**Recorded data:**
● ● ●

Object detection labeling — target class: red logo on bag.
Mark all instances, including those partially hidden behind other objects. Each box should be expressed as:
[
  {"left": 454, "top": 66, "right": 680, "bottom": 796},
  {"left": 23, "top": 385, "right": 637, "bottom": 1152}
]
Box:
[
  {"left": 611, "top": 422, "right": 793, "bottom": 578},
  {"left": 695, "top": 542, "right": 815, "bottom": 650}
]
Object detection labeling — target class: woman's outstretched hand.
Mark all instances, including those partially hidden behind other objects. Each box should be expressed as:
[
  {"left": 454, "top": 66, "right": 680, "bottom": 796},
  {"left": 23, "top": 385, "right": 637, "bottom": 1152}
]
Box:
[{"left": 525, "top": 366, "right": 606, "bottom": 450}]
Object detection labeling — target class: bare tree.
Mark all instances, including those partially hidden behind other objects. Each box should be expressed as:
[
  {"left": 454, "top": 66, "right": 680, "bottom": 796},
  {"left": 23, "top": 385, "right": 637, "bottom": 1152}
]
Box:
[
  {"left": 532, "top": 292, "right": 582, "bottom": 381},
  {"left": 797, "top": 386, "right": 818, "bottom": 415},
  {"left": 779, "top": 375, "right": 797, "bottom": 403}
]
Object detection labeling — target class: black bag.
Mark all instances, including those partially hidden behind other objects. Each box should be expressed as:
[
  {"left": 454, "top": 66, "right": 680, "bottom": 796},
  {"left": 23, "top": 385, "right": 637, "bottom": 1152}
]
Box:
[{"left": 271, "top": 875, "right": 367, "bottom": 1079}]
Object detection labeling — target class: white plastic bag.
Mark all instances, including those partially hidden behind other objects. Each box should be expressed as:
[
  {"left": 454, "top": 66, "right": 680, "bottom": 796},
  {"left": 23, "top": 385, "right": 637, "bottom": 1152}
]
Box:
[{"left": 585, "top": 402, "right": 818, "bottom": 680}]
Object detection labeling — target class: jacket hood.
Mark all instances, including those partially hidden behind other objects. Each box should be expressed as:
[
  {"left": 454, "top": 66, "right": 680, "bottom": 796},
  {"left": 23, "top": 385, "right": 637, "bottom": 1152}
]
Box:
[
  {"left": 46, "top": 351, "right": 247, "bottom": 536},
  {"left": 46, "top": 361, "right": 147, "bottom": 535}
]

● ● ●

**Your instructions:**
Copy each line of the listing that includes "labeling".

**Answer section:**
Object detection labeling — target class: red logo on bag.
Object detection labeling — target class: woman's outstretched hand.
Object detection labeling — target class: bare tree.
Object detection labeling — target class: black bag.
Object detection labeling — target class: white plastic bag.
Object detection labeling — target class: jacket hood.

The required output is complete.